Input records:
-*-*-

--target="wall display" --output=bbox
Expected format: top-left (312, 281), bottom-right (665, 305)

-*-*-

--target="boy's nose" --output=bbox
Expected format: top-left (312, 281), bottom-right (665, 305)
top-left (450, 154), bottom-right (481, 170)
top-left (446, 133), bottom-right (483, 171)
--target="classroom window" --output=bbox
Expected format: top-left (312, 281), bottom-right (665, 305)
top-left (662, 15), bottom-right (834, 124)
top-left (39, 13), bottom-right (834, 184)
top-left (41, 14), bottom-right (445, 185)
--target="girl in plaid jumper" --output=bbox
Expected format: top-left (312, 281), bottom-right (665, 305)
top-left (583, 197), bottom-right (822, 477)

-*-*-

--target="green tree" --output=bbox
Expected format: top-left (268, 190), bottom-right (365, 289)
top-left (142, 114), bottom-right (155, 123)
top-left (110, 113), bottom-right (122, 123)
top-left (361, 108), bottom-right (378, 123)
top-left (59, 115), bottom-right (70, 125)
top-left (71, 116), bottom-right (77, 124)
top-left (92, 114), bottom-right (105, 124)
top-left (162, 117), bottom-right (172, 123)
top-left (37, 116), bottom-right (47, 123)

-*-*-

Take each line from the preceding material that contains "target" and copy it.

Output of the task:
--target="wall display" --output=bbox
--target="boy's nose" --output=bbox
--target="classroom window" --output=bbox
--target="girl in plaid jumper" --output=bbox
--target="green tree" --output=bbox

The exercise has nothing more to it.